_Records shown_
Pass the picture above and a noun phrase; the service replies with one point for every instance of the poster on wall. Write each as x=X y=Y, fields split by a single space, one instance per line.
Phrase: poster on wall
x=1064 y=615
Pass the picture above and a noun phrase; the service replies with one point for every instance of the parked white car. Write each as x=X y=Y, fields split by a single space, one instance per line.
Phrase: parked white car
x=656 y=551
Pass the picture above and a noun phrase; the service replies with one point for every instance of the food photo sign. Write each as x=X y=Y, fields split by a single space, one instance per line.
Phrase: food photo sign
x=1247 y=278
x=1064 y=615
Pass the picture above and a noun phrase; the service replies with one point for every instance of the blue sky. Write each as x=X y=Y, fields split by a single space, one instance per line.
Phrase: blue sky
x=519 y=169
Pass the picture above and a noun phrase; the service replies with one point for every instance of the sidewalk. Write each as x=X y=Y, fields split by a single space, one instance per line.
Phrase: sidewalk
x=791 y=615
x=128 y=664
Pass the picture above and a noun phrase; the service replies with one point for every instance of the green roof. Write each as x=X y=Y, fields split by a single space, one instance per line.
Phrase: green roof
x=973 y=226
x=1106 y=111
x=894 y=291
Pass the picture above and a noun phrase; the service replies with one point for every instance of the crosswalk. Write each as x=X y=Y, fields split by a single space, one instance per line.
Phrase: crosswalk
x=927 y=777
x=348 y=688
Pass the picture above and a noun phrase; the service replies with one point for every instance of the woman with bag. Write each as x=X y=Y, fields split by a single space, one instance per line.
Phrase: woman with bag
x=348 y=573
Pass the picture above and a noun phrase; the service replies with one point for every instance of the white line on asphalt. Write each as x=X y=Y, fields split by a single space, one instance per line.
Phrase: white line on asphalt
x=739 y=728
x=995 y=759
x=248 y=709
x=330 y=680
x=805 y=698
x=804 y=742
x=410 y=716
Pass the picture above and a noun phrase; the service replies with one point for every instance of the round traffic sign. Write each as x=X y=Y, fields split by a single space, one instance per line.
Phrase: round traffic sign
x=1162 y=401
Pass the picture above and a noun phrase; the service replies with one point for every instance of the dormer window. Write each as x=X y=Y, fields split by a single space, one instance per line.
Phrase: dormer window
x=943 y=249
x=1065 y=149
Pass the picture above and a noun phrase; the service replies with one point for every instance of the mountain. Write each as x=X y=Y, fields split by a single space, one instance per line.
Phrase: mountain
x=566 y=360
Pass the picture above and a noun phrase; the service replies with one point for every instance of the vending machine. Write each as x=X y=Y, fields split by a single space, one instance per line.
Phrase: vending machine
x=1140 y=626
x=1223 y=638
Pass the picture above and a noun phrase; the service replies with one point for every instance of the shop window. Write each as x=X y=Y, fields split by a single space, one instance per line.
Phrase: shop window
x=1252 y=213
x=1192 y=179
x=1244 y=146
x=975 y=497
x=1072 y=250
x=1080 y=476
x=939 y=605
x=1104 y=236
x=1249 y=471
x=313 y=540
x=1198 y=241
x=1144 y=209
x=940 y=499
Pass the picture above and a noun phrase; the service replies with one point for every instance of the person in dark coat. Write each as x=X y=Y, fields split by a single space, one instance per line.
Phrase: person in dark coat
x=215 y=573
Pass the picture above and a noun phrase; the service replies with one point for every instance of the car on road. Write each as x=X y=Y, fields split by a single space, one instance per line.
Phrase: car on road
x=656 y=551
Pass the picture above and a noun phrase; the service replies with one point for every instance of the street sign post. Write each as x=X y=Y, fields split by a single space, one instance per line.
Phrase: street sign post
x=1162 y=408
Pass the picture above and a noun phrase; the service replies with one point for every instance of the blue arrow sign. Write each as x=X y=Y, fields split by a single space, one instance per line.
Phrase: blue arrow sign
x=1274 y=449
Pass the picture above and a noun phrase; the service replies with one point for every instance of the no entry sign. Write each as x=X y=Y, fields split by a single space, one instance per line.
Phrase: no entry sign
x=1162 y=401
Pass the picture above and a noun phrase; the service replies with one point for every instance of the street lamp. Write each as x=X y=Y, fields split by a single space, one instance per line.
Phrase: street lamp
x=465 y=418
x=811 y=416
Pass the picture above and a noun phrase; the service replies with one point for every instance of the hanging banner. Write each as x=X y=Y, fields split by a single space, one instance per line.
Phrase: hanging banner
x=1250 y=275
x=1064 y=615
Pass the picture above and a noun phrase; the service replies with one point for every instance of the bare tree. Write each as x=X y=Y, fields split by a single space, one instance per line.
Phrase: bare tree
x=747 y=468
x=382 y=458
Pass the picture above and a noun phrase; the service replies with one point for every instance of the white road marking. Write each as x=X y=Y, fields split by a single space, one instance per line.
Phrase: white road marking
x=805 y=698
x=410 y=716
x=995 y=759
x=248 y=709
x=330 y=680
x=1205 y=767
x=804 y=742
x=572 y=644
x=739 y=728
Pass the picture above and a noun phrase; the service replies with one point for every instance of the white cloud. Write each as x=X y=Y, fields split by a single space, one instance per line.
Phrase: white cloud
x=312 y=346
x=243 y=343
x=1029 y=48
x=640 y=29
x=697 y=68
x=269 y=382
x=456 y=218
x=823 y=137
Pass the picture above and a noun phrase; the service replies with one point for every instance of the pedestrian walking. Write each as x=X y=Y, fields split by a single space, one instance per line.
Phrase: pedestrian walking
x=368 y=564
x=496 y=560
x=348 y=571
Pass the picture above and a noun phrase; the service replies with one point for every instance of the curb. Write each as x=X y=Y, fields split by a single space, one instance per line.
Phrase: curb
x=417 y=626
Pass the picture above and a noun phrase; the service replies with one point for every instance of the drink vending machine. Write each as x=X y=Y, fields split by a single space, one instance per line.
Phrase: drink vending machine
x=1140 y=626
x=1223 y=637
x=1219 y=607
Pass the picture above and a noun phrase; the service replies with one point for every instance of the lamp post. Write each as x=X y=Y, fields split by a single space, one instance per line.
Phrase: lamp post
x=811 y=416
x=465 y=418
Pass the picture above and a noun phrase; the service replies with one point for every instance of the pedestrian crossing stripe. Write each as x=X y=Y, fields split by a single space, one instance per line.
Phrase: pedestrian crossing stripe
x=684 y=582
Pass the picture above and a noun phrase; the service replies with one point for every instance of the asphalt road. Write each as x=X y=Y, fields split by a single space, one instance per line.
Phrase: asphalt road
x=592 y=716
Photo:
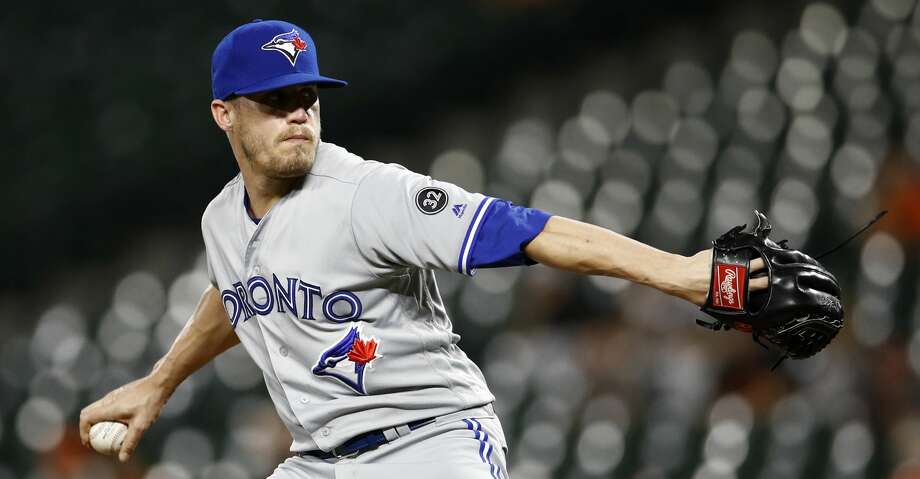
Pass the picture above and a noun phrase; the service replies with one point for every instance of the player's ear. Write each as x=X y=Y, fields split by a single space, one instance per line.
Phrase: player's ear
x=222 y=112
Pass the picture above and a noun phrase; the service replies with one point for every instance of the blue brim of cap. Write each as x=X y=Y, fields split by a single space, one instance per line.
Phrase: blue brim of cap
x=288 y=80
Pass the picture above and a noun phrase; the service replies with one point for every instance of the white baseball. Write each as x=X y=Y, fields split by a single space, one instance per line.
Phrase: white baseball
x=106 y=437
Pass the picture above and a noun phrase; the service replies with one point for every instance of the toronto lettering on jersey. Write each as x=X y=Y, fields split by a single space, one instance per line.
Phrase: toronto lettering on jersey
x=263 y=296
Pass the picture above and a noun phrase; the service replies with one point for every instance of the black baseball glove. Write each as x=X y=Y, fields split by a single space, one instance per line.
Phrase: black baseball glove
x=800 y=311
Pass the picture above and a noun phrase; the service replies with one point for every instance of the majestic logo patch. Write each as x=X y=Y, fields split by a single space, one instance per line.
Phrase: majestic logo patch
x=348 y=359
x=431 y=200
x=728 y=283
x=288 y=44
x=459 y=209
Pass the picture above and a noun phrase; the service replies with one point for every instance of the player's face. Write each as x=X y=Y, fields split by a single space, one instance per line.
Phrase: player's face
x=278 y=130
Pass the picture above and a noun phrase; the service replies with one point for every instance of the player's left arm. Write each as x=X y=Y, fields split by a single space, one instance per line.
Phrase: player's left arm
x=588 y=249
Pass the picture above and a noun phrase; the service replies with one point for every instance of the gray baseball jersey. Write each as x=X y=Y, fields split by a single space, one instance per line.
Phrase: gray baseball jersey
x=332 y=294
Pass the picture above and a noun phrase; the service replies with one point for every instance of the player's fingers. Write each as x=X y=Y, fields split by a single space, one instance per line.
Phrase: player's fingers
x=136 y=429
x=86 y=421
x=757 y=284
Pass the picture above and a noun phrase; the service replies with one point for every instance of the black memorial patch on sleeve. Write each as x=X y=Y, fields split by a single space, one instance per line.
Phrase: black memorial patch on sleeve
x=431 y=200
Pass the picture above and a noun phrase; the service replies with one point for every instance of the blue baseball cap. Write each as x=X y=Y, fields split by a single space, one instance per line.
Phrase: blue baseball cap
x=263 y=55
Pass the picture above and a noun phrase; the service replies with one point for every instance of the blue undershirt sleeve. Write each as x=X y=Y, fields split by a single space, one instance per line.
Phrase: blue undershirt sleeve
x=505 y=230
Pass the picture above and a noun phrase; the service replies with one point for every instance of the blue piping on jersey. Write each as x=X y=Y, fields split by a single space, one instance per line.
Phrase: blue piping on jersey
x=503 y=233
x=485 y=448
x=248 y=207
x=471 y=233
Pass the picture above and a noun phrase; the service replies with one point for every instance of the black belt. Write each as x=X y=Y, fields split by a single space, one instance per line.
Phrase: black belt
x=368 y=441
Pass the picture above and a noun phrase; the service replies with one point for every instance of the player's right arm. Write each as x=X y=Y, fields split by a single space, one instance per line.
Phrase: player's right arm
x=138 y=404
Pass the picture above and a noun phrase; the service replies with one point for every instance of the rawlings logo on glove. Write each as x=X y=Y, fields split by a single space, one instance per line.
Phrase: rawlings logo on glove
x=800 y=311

_Task to carry out_
In the data, change "crosswalk" to "zebra crossing" from the line with "of the green" up to and including the line with "x=348 y=573", leaving everything else the same. Give only those lines.

_Exercise response_
Pass the picture above and a noun phrase; the service replies with one point for every instance of the green roof. Write each as x=X y=Y, fields split by a single space, one instance per line.
Phrase: green roof
x=973 y=226
x=1106 y=111
x=894 y=291
Pass the picture above and a noun phrase; the service replies with one point for every instance of the zebra crossing. Write each as x=X y=Y, fields split by a single space, one instance per line.
Phrase: zebra crossing
x=927 y=777
x=348 y=688
Pass the picture above and a noun phrase; the service replies with one point for every instance of the woman with bag. Write each as x=X y=Y, fields split by a single space, one instance per line.
Phrase: woman with bag
x=348 y=573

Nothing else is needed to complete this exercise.